WORK ITEM: Based on the entries below, how many lines contain the word "instance"? Respond with only the number.

(Excerpts from a dataset)
# # # # # # #
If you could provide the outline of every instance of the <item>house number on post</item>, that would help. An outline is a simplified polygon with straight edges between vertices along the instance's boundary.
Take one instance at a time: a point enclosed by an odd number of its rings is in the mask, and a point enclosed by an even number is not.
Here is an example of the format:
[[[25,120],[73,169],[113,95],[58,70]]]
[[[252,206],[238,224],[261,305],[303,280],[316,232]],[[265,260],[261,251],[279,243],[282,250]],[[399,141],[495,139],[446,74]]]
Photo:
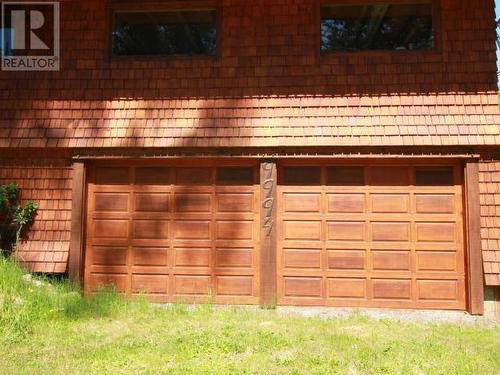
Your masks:
[[[269,237],[274,227],[274,189],[276,181],[274,179],[274,163],[264,163],[264,179],[262,182],[262,210],[263,210],[263,228],[266,231],[266,236]]]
# # # # # # #
RESPONSE TO THIS TASK: 2